What you are asked to do: The job is to find each line of the records below that includes the word "lies" and copy it.
*** Records provided Section Begins ***
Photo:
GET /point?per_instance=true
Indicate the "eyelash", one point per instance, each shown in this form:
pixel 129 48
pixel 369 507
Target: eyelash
*** Records provided Section Ends ***
*** Records provided Section Begins ***
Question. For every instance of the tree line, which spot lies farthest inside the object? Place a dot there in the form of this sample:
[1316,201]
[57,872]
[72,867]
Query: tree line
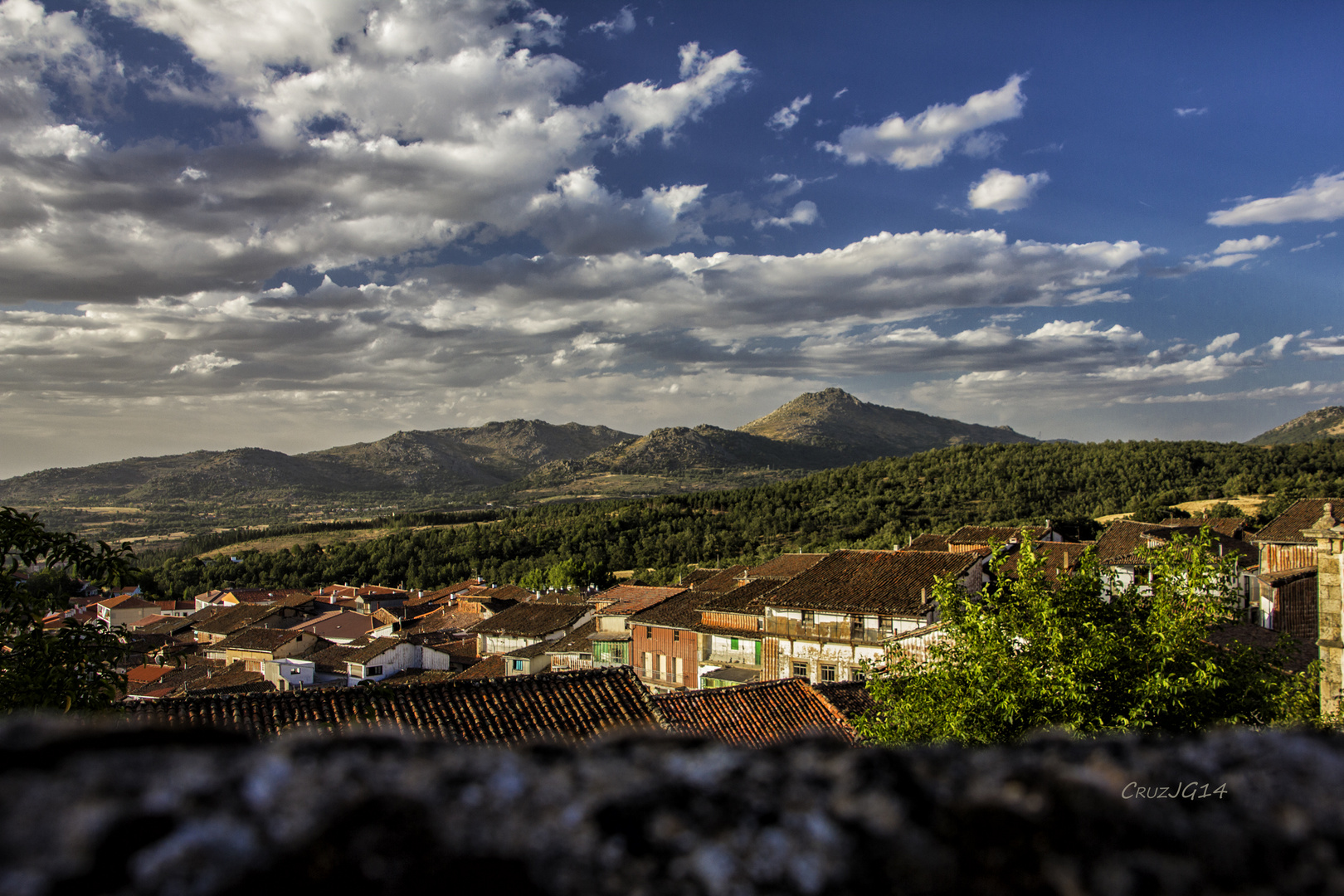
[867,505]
*** Records provided Section Ends ***
*** Records provided Section Begins ***
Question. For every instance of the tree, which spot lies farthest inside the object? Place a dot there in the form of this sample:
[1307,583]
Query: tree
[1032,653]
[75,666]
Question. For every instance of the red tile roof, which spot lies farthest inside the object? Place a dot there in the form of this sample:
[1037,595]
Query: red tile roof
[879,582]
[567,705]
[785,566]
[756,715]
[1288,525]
*** Records provided Section Ends ***
Finished exercise:
Question. For every instance of the tree line, which spot lies farthest inside the object? Place a dot there in the form of this sample:
Question. For every instance of the tree, which spot lies farthest inside the object? Place a dot there in the form of this sample:
Question. For every instance of the red tile roof, which spot lies farthest inside the object? Place a dot there in the form of this sample:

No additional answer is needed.